Request: Could you reproduce the entire listing below word for word, from its first line to its last?

Entries for bounding box labeling:
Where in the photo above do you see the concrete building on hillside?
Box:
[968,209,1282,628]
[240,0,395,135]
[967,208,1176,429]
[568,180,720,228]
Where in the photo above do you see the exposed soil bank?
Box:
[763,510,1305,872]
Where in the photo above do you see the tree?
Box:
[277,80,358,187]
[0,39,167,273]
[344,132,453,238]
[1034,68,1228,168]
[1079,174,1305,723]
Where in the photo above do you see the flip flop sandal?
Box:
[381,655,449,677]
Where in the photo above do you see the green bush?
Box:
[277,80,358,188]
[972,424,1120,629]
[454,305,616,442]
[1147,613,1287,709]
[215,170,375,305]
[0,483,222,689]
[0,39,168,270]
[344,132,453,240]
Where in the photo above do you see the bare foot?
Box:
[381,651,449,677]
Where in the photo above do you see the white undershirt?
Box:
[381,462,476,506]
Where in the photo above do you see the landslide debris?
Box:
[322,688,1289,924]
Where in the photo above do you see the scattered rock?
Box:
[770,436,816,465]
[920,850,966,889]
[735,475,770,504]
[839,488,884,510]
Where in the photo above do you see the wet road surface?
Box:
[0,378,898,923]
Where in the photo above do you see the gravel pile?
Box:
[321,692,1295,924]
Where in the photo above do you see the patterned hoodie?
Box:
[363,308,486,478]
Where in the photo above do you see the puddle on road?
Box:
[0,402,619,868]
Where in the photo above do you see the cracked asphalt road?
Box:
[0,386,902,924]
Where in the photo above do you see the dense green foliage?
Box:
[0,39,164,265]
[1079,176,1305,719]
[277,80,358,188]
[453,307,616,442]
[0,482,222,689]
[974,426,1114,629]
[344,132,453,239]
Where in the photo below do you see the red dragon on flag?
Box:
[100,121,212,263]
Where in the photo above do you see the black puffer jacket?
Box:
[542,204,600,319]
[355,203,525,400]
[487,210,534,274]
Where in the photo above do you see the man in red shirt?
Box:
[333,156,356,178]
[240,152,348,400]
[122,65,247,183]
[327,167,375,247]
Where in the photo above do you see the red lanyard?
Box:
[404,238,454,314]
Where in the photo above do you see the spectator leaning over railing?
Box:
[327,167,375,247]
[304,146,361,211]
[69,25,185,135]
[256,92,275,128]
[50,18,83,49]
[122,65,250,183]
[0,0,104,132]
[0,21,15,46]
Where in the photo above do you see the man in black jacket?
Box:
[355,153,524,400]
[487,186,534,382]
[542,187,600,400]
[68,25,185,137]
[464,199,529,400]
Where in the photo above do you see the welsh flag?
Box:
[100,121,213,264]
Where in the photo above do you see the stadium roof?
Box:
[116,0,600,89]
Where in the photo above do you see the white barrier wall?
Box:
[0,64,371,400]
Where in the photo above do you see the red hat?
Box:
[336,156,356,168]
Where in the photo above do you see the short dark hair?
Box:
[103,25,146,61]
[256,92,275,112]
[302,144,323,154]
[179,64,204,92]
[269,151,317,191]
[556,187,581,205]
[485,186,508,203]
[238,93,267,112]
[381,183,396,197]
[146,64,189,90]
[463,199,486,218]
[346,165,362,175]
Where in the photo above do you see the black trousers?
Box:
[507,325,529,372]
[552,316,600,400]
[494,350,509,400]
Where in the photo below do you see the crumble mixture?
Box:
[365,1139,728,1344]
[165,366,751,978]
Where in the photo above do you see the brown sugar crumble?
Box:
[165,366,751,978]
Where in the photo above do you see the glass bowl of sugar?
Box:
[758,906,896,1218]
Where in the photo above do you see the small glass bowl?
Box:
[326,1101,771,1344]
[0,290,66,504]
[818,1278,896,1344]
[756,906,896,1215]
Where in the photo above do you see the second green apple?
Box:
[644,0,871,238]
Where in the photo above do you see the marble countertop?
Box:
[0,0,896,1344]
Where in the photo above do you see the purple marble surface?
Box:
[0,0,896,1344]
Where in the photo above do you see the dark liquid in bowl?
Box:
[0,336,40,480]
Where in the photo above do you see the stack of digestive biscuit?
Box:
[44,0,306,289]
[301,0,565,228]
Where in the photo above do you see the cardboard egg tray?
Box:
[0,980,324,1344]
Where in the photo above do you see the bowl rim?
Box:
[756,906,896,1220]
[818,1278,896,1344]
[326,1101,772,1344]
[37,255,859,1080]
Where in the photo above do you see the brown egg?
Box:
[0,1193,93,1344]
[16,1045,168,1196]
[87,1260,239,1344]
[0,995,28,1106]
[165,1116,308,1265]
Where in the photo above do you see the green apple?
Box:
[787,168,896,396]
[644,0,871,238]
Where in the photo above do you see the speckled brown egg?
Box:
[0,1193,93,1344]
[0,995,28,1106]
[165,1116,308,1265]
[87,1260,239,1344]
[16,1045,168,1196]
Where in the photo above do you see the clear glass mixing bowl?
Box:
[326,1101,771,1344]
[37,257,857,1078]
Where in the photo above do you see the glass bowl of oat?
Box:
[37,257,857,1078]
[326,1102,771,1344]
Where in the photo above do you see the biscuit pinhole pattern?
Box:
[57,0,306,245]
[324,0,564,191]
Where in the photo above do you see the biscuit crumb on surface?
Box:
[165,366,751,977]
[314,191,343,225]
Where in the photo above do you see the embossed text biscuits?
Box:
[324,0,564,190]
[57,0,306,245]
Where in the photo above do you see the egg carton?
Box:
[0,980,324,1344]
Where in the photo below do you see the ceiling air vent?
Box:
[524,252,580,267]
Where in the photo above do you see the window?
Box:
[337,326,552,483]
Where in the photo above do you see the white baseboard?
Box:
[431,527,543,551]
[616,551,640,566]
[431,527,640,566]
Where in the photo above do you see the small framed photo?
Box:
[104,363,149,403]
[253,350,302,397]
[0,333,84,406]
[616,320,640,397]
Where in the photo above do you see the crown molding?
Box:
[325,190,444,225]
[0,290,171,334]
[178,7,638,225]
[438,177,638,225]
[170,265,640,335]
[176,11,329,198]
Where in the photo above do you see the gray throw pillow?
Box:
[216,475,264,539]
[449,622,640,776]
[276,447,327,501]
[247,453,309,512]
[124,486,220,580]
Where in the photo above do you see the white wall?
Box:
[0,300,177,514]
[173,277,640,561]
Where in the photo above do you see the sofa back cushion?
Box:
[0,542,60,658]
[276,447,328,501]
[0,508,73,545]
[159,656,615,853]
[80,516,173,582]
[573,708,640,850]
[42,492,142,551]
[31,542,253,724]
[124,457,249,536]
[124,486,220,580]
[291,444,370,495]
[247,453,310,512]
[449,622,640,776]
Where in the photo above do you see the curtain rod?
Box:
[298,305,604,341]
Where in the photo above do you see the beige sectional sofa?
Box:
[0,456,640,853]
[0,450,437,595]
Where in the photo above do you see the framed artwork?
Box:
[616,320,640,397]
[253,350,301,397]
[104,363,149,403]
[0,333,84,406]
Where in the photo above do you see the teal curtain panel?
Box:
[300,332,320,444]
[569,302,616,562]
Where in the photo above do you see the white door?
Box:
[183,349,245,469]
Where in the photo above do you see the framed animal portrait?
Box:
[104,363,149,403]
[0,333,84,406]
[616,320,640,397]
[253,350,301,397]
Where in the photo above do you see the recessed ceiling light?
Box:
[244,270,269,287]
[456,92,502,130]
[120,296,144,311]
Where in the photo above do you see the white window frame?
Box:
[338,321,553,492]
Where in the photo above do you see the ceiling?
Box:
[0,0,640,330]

Expected answer:
Where in the photo above do you see the concrete building on hillside?
Box:
[968,209,1282,628]
[240,0,395,135]
[967,208,1176,429]
[568,180,720,228]
Where in the photo above do you see the exposed soil bank?
Box:
[763,510,1305,872]
Where in the photo above do you see the tree?
Box:
[277,80,358,187]
[0,39,167,273]
[344,132,453,238]
[1034,68,1228,168]
[1079,174,1305,723]
Where in the photo above do you see the flip flop sandal?
Box:
[381,655,449,677]
Where in the photo above do you see the green bush?
Box:
[277,80,358,188]
[972,424,1120,629]
[454,305,616,442]
[1147,613,1287,709]
[215,170,375,305]
[0,483,222,689]
[0,39,168,270]
[344,132,453,240]
Where in the photo above do you see the bare foot?
Box:
[381,651,449,677]
Where in the photo above do you see the white undershirt?
Box:
[381,462,476,506]
Where in the photo above do you see the landslide debris?
Box:
[322,688,1289,924]
Where in the photo above do you see the scattered rock?
Box:
[770,436,816,465]
[920,850,966,889]
[735,475,770,504]
[839,488,884,510]
Where in the photo above do you see the wet road surface?
Box:
[0,378,898,923]
Where in the photo above do you see the gravel pile?
Box:
[321,692,1295,924]
Where in the photo above do you see the patterned hoodie?
Box:
[363,308,486,478]
Where in the photo above do you see the puddle on road?
Box:
[0,402,619,868]
Where in the photo above do you see the cracked asphalt road?
Box:
[0,386,902,924]
Where in the photo above do you see the dense green foliage?
Box:
[0,39,164,265]
[1079,176,1305,719]
[277,80,358,188]
[453,307,616,442]
[0,482,222,689]
[974,426,1114,629]
[344,132,453,239]
Where in the photo below do you see the red dragon on flag?
Box:
[100,121,212,263]
Where in the photo above do you see the black puffer jacket?
Box:
[542,204,600,319]
[355,203,525,400]
[487,210,534,274]
Where in the photo above do you see the man in red shirt?
Box:
[333,156,356,178]
[240,152,348,400]
[122,65,247,183]
[327,167,375,247]
Where in the photo above do you see the red lanyard?
Box:
[404,238,454,314]
Where in the photo above do you see the spectator leaning over railing?
Box:
[327,167,375,247]
[304,146,361,211]
[69,25,185,135]
[256,92,275,128]
[50,18,83,49]
[122,65,250,183]
[0,0,104,132]
[0,21,15,46]
Where in the photo above do you see the man in black jacket?
Box:
[355,153,524,400]
[487,186,534,382]
[542,187,600,400]
[68,25,185,137]
[464,199,529,400]
Where in the photo above do you see the welsh flag?
Box:
[100,121,213,264]
Where in the photo above do you see the stadium roof?
Box:
[116,0,600,89]
Where in the photo above do you see the white barrier wall?
Box:
[0,64,371,400]
Where in the photo above do you see the red hat?
Box:
[336,156,356,168]
Where in the photo above do you see the short dark hair?
Box:
[103,25,146,61]
[256,92,275,112]
[302,144,323,154]
[179,64,204,92]
[269,151,317,191]
[556,187,581,205]
[485,186,508,203]
[238,93,267,112]
[381,183,396,197]
[146,64,189,90]
[463,199,486,218]
[346,165,362,175]
Where in the photo above do you see the black trousers?
Box:
[507,325,529,372]
[552,316,600,400]
[494,350,509,400]
Where in the photo below do you see the crumble mixture?
Box:
[365,1139,728,1344]
[165,366,751,978]
Where in the photo above do you see the brown sugar crumble?
Box:
[165,366,751,978]
Where in the photo above do you see the glass bowl of sugar?
Box:
[758,906,896,1218]
Where in the photo above do you see the small glass bowl?
Box:
[326,1101,771,1344]
[0,290,66,504]
[818,1278,896,1344]
[756,906,896,1215]
Where in the photo above do you see the second green apple?
Box:
[644,0,871,238]
Where in the photo above do you see the marble countertop?
Box:
[0,0,896,1344]
Where in the photo above do you see the purple marble surface?
Box:
[0,0,896,1344]
Where in the photo above do you see the dark liquid in bowl?
Box:
[0,336,40,480]
Where in the photo above do you see the stack of digestive biscuit?
Box:
[44,0,306,289]
[301,0,565,228]
Where in the photo above do you see the cardboard egg tray?
Box:
[0,980,324,1344]
Where in the photo above do you see the bowl rim?
Box:
[756,906,896,1220]
[818,1278,896,1344]
[326,1101,772,1344]
[37,255,859,1080]
Where in the photo above do you see the brown egg?
Box:
[0,1193,93,1344]
[16,1045,168,1196]
[87,1260,239,1344]
[0,995,28,1106]
[165,1116,308,1265]
Where in the photo above do you see the green apple?
Box:
[787,168,896,396]
[644,0,871,238]
Where in the photo above do you see the speckled brown egg?
Box:
[0,1193,93,1344]
[0,995,28,1106]
[165,1116,308,1265]
[87,1260,239,1344]
[16,1045,168,1196]
Where in the photo above do you see the clear glass mixing bowl?
Box:
[326,1101,771,1344]
[37,257,857,1078]
Where in the photo above do you see the glass bowl of oat?
Box:
[37,257,857,1078]
[326,1102,771,1344]
Where in the photo above do you see the biscuit pinhole pattern?
Box:
[57,0,306,245]
[324,0,564,191]
Where in the photo above do you see the biscuit crumb on surface?
Box:
[165,366,751,977]
[314,191,343,225]
Where in the photo above do you see the embossed text biscuits?
Box:
[324,0,564,190]
[57,0,306,245]
Where in the photo above do you see the egg carton?
Box:
[0,980,324,1344]
Where in the photo below do you see the ceiling air vent?
Box:
[524,252,580,267]
Where in the photo above do you see the window?
Box:
[337,326,552,483]
Where in the photo above do you see the white baseboard?
Box:
[431,527,543,551]
[616,551,640,566]
[431,527,640,566]
Where in the photo above do you see the small framed photo?
Box:
[104,363,149,403]
[253,350,302,397]
[0,333,84,406]
[616,320,640,397]
Where in the photo above do you see the crown molding?
Box:
[325,190,444,225]
[0,290,171,334]
[178,7,638,225]
[438,177,638,225]
[170,265,640,335]
[176,11,329,198]
Where in the photo above do you see the gray throw pillow?
Box:
[216,475,264,539]
[449,622,640,776]
[276,447,327,501]
[247,453,309,512]
[124,486,220,580]
Where in the photo above do you see the white wall?
Box:
[0,300,177,514]
[173,277,640,561]
Where in the photo above do you see the sofa back cushion?
Box:
[0,542,60,658]
[276,447,328,501]
[0,508,73,545]
[159,656,615,853]
[80,516,173,582]
[573,708,640,850]
[42,492,142,551]
[31,542,253,724]
[124,457,249,536]
[124,486,220,580]
[291,444,370,495]
[247,453,310,512]
[449,622,640,776]
Where in the photo above do you see the curtain rod?
Box:
[298,305,604,341]
Where in the photo above do you see the beige sectional sofa?
Box:
[0,456,640,853]
[0,450,437,595]
Where in the photo above do you see the framed artwork?
Box:
[616,320,640,397]
[253,350,301,397]
[104,363,149,403]
[0,333,84,406]
Where in the photo above do you see the teal curtain panel?
Box:
[300,332,320,444]
[569,302,616,562]
Where in the photo above do you see the white door?
Box:
[183,349,245,469]
Where in the photo above do you see the framed animal portrait?
Box:
[104,363,149,403]
[0,333,84,406]
[616,320,640,397]
[253,350,301,397]
Where in the photo above do you see the recessed ceiling light?
Box:
[244,270,269,287]
[456,92,502,130]
[120,296,144,311]
Where in the photo above do you see the white window frame?
Box:
[338,321,553,492]
Where in the photo above do you see the ceiling?
Box:
[0,0,640,330]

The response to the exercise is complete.